* _Your objective_
Reproduce the full listing below exactly. Do not include the pictures.

* _Source data_
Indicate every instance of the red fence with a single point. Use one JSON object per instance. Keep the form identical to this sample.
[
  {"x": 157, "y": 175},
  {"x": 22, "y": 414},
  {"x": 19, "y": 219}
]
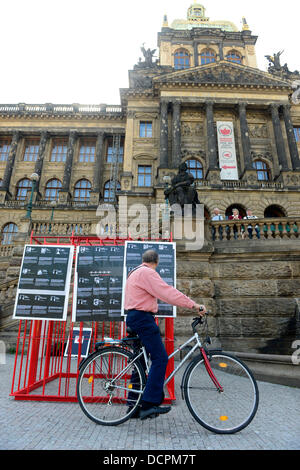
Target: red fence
[{"x": 44, "y": 368}]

* _Output of the exercise_
Indicate every instance of the red fence with a single point. Use one JSON object per instance. Keep the form identical to this sample.
[
  {"x": 157, "y": 175},
  {"x": 22, "y": 414},
  {"x": 19, "y": 219}
]
Target: red fence
[{"x": 44, "y": 368}]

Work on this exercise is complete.